What is being asked
Reproduce the entire listing word for word.

Exercise materials
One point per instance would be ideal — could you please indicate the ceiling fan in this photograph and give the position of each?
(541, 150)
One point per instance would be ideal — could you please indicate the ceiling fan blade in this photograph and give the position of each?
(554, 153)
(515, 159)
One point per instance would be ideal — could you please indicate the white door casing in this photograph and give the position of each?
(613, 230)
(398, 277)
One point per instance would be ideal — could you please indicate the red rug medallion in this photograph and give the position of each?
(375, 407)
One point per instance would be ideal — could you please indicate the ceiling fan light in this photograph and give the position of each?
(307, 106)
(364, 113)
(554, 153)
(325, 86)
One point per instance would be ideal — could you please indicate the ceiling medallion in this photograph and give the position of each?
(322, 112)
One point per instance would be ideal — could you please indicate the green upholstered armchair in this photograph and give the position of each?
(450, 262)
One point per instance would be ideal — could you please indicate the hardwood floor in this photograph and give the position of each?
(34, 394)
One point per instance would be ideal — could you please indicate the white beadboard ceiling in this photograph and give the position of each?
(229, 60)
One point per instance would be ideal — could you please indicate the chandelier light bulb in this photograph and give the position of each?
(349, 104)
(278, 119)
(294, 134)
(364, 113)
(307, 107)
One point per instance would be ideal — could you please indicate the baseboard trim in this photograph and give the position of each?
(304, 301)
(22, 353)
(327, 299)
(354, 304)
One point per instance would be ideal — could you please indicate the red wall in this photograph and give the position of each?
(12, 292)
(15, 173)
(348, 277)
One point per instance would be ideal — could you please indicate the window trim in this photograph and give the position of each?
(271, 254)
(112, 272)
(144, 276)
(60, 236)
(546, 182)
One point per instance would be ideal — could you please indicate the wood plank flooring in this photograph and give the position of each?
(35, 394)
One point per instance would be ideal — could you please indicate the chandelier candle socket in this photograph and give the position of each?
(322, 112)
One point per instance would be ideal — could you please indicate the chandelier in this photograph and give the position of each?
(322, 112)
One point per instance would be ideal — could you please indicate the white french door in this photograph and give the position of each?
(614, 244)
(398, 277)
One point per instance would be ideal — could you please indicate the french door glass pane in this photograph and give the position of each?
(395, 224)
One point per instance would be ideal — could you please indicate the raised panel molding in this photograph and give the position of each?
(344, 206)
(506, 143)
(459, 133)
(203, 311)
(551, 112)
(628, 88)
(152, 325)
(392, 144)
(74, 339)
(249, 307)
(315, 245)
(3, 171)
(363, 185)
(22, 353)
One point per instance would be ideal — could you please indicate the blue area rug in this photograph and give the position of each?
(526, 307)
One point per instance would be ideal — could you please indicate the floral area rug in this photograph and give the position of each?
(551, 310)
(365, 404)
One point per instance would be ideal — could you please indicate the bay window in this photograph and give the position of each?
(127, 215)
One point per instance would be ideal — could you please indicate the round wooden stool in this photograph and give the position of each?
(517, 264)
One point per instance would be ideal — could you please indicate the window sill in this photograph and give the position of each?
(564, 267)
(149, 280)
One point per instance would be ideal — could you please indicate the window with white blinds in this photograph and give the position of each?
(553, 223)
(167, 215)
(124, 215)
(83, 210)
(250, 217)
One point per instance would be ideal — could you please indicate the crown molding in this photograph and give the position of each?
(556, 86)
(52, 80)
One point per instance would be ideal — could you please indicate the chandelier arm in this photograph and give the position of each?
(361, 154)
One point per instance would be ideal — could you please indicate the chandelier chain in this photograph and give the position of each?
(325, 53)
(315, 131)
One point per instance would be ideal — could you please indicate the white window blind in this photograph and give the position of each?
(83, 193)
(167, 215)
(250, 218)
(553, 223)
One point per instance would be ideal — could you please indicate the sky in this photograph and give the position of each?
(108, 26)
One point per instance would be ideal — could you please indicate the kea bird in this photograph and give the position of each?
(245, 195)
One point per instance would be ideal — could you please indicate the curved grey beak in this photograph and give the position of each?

Final answer
One point per instance would be ideal — could you please indicate the ceiling fan in this photograph and give the position of each?
(541, 150)
One point per instance would be ideal — could you please indicate the ceiling fan blade in this photograph and give the position of each?
(554, 153)
(515, 159)
One point per instance would be ideal — could you please indicate the white door casing in this photograph and give the position of each?
(613, 230)
(398, 277)
One point per instance would be ideal — could you please indicate the red rug medallion in this photograph and give the position of each?
(375, 407)
One point per instance would be ideal — could you please indicate the ceiling fan light in this photograph and give the position of each?
(307, 106)
(364, 113)
(554, 153)
(325, 86)
One point per instance would be ideal — could you please indicate the ceiling medallion in this photograph and give the position of each?
(322, 112)
One point per instance would be ideal — could you please indicate the green upholstered armchair in this photograph and give the position of each?
(450, 262)
One point per instance would be ideal — could you please indicate the hardwood floor in this photograph and give the position of each?
(34, 394)
One point per instance would be ideal — could you please indicate the white beadboard ceiling in this photograph and give the position of each?
(229, 60)
One point per instance would be ideal — could you please indicate the chandelier light bulb in this photograph and give the position of each?
(349, 104)
(278, 119)
(294, 134)
(364, 113)
(307, 107)
One point per instance would be ideal — could you please indicate the baseboard trim in this photograph and give the position of each?
(304, 301)
(22, 353)
(327, 299)
(354, 304)
One point per instance would be ideal — could you please indicate the red wall in this photograph and give the position of each?
(12, 292)
(15, 173)
(348, 277)
One point per instance would be ideal — could you please indicate the window trim in this photograph and give the position of each?
(271, 254)
(112, 272)
(144, 276)
(60, 236)
(546, 182)
One point per instance would be ideal — could you please indicate the wood plank flooring in this photograph and give the position of each?
(35, 394)
One point per instance would be ideal — could you please indicate the chandelier candle socket in this photograph and give the position of each?
(322, 112)
One point per instance would be ideal — could you please indicate the chandelier in this photograph and give the position of each?
(322, 112)
One point per instance would be ideal — could you please indicate the white french door in this photograph and give the position of each?
(614, 244)
(398, 277)
One point per instance would be ideal — could you please indicate the french door glass pane in this photograph and give the position of each?
(395, 224)
One point per instance would be ideal — could you please indicate the raised panel molding in this photograph and give the position of each?
(344, 206)
(506, 143)
(459, 133)
(203, 311)
(551, 112)
(628, 88)
(152, 325)
(392, 144)
(74, 339)
(249, 307)
(315, 245)
(3, 171)
(363, 185)
(22, 353)
One point per instance would be ideal — could you please indicate the blue area rug in this photograph and give the position of each?
(526, 307)
One point per instance would be ideal — could you please indicate the floral area rug in this photograph and give the position of each?
(551, 310)
(365, 404)
One point per instance would be ideal — could you please indicate the bay window in this photograph and give the position of each?
(127, 215)
One point per instance would be ideal — could you please indicate the round wooden stool in this photograph and give the position of each?
(517, 264)
One point per instance would be ideal — could you please indicate the window sill in this photograph and give the position of each?
(564, 267)
(149, 280)
One point per instance would be ideal — could you please indicate the window with white blinds in this photograph and give the position of each?
(553, 223)
(167, 215)
(124, 215)
(83, 210)
(250, 217)
One point per instance would be ideal — could you please indicate the crown molding in this photograph and give the position of each?
(556, 86)
(52, 80)
One point per instance would be ideal — could you please indicate the chandelier arm in this photograph and give the position of each?
(361, 154)
One point per instance would be ideal — could you please indicate the chandelier chain in this photograph and give the position of each?
(325, 53)
(315, 131)
One point per instance would be ideal — could you please indicate the white window blind in this photograph and give the position of each?
(83, 193)
(167, 215)
(250, 218)
(553, 223)
One point per instance would be ideal — could you please indicate the sky in this photograph and give the position of each?
(108, 26)
One point per instance would be ideal — could you please indicate the kea bird in this photograph and give the position of each?
(245, 195)
One point per instance would be ideal — could you please indicate the curved grey beak in this photograph and give the position of each?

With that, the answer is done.